**** Data to use
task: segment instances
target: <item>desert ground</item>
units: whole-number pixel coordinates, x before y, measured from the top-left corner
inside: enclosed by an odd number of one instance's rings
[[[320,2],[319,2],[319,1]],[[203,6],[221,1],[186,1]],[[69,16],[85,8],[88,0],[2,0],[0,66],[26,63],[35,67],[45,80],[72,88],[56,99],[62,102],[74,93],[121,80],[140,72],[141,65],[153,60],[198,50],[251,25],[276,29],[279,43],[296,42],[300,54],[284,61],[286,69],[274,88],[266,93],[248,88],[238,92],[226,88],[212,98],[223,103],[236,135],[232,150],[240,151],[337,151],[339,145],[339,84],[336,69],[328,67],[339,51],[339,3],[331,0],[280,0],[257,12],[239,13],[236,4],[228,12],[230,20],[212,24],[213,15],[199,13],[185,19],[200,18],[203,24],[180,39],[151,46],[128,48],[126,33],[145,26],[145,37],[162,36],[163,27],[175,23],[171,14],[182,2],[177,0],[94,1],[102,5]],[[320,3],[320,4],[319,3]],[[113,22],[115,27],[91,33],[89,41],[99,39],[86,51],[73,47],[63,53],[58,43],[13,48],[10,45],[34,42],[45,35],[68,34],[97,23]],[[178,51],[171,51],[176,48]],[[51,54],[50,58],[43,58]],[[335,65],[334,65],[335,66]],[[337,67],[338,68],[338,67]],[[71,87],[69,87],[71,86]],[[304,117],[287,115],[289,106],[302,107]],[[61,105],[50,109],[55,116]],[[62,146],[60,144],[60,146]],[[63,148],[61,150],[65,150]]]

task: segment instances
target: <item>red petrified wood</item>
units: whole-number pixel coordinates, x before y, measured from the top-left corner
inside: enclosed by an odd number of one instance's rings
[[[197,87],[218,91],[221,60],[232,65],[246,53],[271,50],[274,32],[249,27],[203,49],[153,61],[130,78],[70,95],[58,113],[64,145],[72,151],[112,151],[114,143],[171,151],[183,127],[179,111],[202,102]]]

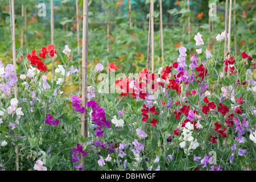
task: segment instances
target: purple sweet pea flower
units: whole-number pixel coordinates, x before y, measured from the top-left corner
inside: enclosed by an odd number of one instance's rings
[[[240,156],[243,156],[245,153],[246,153],[246,149],[240,150],[238,150],[238,155]]]
[[[75,168],[76,169],[79,169],[80,171],[82,171],[82,169],[84,169],[84,167],[81,164],[79,164],[78,166],[75,166]]]
[[[193,160],[198,162],[200,160],[201,158],[197,156],[196,154],[194,154],[194,159]]]
[[[220,166],[220,164],[218,166],[218,167],[217,168],[215,168],[213,166],[212,166],[210,167],[212,169],[209,170],[209,171],[222,171],[222,170],[220,169],[221,167],[221,166]]]
[[[230,157],[229,158],[230,160],[229,161],[229,163],[232,163],[233,162],[233,160],[234,160],[234,153],[231,155]]]
[[[80,156],[79,155],[76,155],[75,153],[73,153],[72,155],[72,161],[74,163],[77,163],[79,161],[79,158]]]

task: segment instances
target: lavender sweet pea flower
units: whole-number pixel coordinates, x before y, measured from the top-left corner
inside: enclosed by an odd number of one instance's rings
[[[104,69],[104,67],[101,64],[98,63],[96,65],[95,68],[96,69],[97,71],[101,72],[103,70],[103,69]]]
[[[76,169],[79,169],[80,171],[82,171],[82,169],[84,169],[84,167],[81,164],[75,166],[74,167]]]
[[[158,163],[159,162],[159,158],[158,157],[158,155],[156,155],[156,156],[155,156],[154,162],[156,163]]]
[[[236,150],[237,150],[237,146],[235,144],[232,145],[232,147],[231,147],[231,149],[235,151]]]
[[[234,153],[233,153],[232,155],[231,155],[229,159],[230,159],[230,160],[229,161],[229,163],[232,163],[233,162],[233,160],[234,160]]]
[[[74,163],[77,163],[79,161],[79,159],[80,158],[80,156],[79,155],[76,155],[75,153],[73,153],[72,155],[72,161]]]
[[[196,154],[194,154],[194,159],[193,160],[198,162],[200,160],[201,158],[197,156]]]
[[[246,153],[246,149],[240,150],[238,150],[238,155],[240,156],[243,156],[245,153]]]
[[[206,52],[207,58],[210,58],[212,57],[212,55],[210,53],[210,52],[209,51],[207,51]]]
[[[104,162],[104,159],[102,158],[98,160],[98,164],[100,166],[103,166],[106,165],[106,163]]]

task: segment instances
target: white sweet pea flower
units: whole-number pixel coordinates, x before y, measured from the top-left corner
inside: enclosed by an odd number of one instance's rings
[[[23,115],[24,113],[21,111],[22,107],[18,107],[16,109],[16,114],[18,115]]]
[[[19,102],[18,101],[18,100],[16,98],[12,98],[11,100],[11,105],[14,105],[14,106],[16,106],[18,105],[18,103]]]
[[[2,141],[1,142],[1,146],[2,146],[2,147],[6,146],[7,144],[7,143],[5,140]]]
[[[251,140],[256,143],[256,131],[250,134],[249,138]]]
[[[112,123],[113,123],[114,125],[115,125],[116,127],[123,127],[123,124],[124,124],[125,122],[123,121],[123,119],[119,119],[119,120],[117,119],[116,115],[114,115],[113,118],[114,118],[114,119],[112,119],[111,120]]]

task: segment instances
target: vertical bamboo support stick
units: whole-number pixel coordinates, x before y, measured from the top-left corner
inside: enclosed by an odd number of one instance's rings
[[[22,5],[22,16],[24,18],[24,6]],[[24,23],[22,23],[20,33],[20,49],[23,48]]]
[[[230,57],[230,42],[231,42],[231,20],[232,20],[232,0],[229,1],[229,31],[228,31],[228,52],[229,54],[228,56],[228,59]],[[228,65],[228,77],[229,77],[229,65]]]
[[[53,15],[53,0],[51,0],[51,43],[53,45],[53,36],[54,36],[54,15]],[[54,77],[54,60],[52,58],[52,78]]]
[[[154,0],[151,0],[151,72],[154,73],[155,67],[155,55],[154,48]]]
[[[208,18],[208,24],[209,24],[209,28],[208,28],[208,33],[209,33],[209,38],[208,39],[208,48],[210,47],[210,16],[209,16]]]
[[[27,31],[27,9],[26,7],[24,8],[24,30],[25,32]],[[26,35],[26,34],[24,35],[24,39],[25,47],[27,47],[27,35]]]
[[[79,36],[79,0],[76,0],[76,30],[77,32],[77,55],[80,55],[80,44],[79,43],[80,36]],[[78,65],[79,65],[79,92],[81,90],[81,67],[80,67],[80,57],[78,59]]]
[[[224,60],[226,59],[226,47],[228,43],[228,0],[226,0],[226,8],[225,12],[225,44],[224,44]],[[223,77],[225,78],[225,64],[223,64]]]
[[[13,47],[13,62],[14,75],[16,75],[16,47],[15,47],[15,24],[14,16],[14,0],[10,0],[10,17],[11,34],[11,43]],[[17,85],[14,85],[14,97],[17,98]],[[16,171],[19,171],[19,147],[16,146]]]
[[[162,11],[162,0],[160,0],[160,38],[161,40],[161,56],[162,65],[164,64],[164,49],[163,49],[163,11]]]
[[[236,0],[234,0],[234,6],[236,6]],[[234,16],[233,16],[234,24],[236,25],[236,10],[234,10]],[[237,35],[236,35],[236,29],[235,29],[234,32],[234,49],[235,52],[235,56],[237,57]]]
[[[184,7],[186,8],[187,0],[184,1]],[[182,27],[182,46],[184,45],[184,35],[185,34],[185,20],[183,20],[183,25]]]
[[[128,7],[129,7],[129,27],[131,27],[131,0],[128,0]]]
[[[87,102],[87,71],[88,53],[88,0],[84,0],[82,19],[82,107]],[[85,138],[88,135],[87,127],[87,112],[81,115],[81,134]],[[81,157],[81,165],[84,166],[84,156]]]
[[[147,69],[149,70],[150,68],[150,55],[151,48],[151,4],[150,4],[150,17],[148,22],[148,39],[147,40]]]
[[[108,9],[108,14],[109,13],[109,8]],[[109,53],[109,20],[107,19],[107,36],[108,36],[108,41],[107,41],[107,52],[108,54]],[[107,60],[107,67],[109,66],[109,56],[108,55],[108,60]]]
[[[188,10],[189,10],[189,0],[188,0]],[[190,16],[188,17],[188,43],[190,43],[190,34],[191,34],[191,30],[190,30]],[[191,55],[191,49],[189,48],[189,57]]]

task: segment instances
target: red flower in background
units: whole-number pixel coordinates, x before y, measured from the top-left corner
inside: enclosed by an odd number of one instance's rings
[[[180,129],[176,129],[175,130],[174,130],[174,134],[179,136],[179,132],[180,131]]]
[[[212,138],[210,140],[210,142],[212,142],[213,144],[216,143],[216,140],[217,140],[218,139],[218,136],[213,137],[211,135],[210,136],[209,136],[209,138]]]
[[[208,113],[210,111],[210,107],[208,106],[203,106],[202,109],[202,112],[205,114],[208,114]]]
[[[113,72],[116,70],[117,67],[115,66],[115,62],[111,63],[109,64],[109,71],[110,72]]]
[[[181,115],[181,112],[177,113],[177,111],[175,110],[174,113],[176,115],[174,119],[180,119],[180,116]]]
[[[35,50],[32,50],[31,54],[28,53],[27,58],[30,60],[30,64],[32,65],[37,65],[38,63],[42,62],[42,60],[36,55]]]
[[[54,53],[57,53],[57,51],[54,48],[54,46],[52,44],[48,45],[46,50],[49,52],[49,57],[51,58],[54,57]]]
[[[236,100],[236,102],[238,102],[238,103],[239,103],[239,104],[243,104],[243,97],[239,97],[239,98],[237,98]]]
[[[43,47],[40,51],[41,52],[39,52],[39,57],[41,57],[43,59],[46,59],[46,55],[48,52],[46,47]]]
[[[226,114],[226,113],[228,113],[228,112],[229,112],[229,108],[228,108],[228,107],[226,106],[225,105],[224,105],[223,104],[220,103],[218,104],[218,105],[220,107],[218,107],[217,110],[218,110],[218,111],[221,112],[221,114],[225,115]]]
[[[153,118],[151,121],[150,121],[150,123],[152,124],[151,126],[156,126],[156,123],[158,122],[158,119]]]

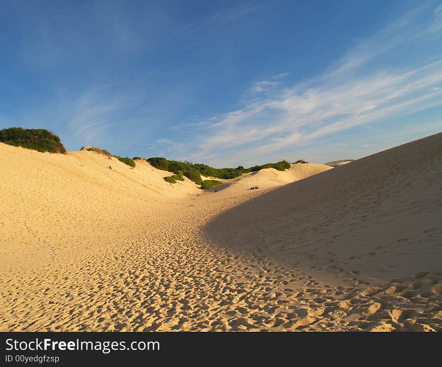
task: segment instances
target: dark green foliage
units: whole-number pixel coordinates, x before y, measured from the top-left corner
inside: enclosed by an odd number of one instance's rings
[[[201,174],[200,173],[194,169],[187,169],[184,171],[184,175],[187,177],[191,181],[193,181],[197,185],[200,185],[202,184],[202,180],[201,178]]]
[[[0,130],[0,142],[39,152],[66,153],[60,138],[44,129],[4,129]]]
[[[168,160],[165,158],[154,157],[149,158],[147,161],[158,169],[173,172],[177,173],[179,171],[184,172],[184,175],[198,185],[202,185],[201,175],[206,177],[214,177],[217,178],[235,178],[243,173],[257,171],[263,168],[273,168],[283,171],[290,168],[290,164],[285,160],[278,163],[267,163],[261,166],[254,166],[250,168],[245,168],[239,166],[236,168],[214,168],[206,164],[193,164],[190,162],[180,162],[177,160]]]
[[[125,163],[128,166],[131,166],[131,167],[135,166],[135,162],[134,161],[134,160],[131,159],[129,157],[119,157],[118,155],[114,155],[114,156],[116,158],[118,158],[120,162]]]
[[[154,157],[153,158],[149,158],[147,159],[147,161],[156,168],[162,169],[163,171],[169,170],[169,162],[170,161],[167,160],[165,158]]]
[[[81,148],[82,150],[84,147]],[[105,155],[107,157],[112,157],[112,154],[111,154],[109,152],[108,152],[106,149],[100,149],[99,148],[97,148],[96,147],[90,147],[90,148],[88,148],[86,150],[89,151],[89,152],[95,152],[95,153],[98,153],[100,154],[103,154]]]
[[[222,183],[220,181],[218,181],[216,179],[205,179],[202,181],[202,184],[199,188],[203,190],[206,190],[207,189],[210,189],[214,186],[220,185]]]
[[[180,176],[177,174],[174,174],[172,176],[168,176],[163,177],[166,182],[170,182],[171,184],[176,184],[177,181],[184,181],[184,177],[182,175]]]
[[[249,168],[249,172],[255,172],[264,168],[274,168],[278,171],[285,171],[290,168],[290,163],[286,160],[281,160],[278,163],[268,163],[260,166],[254,166]]]
[[[353,162],[354,159],[341,159],[341,160],[334,160],[332,162],[327,162],[327,163],[324,163],[324,164],[338,164],[340,163],[342,163],[343,162]]]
********
## Short problem
Which lines in the material above contain the string "sweet", with uppercase and lowercase treated as different? Copy out each of those lines.

## Final result
target: purple sweet pea flower
target: lavender sweet pea flower
target: white sweet pea flower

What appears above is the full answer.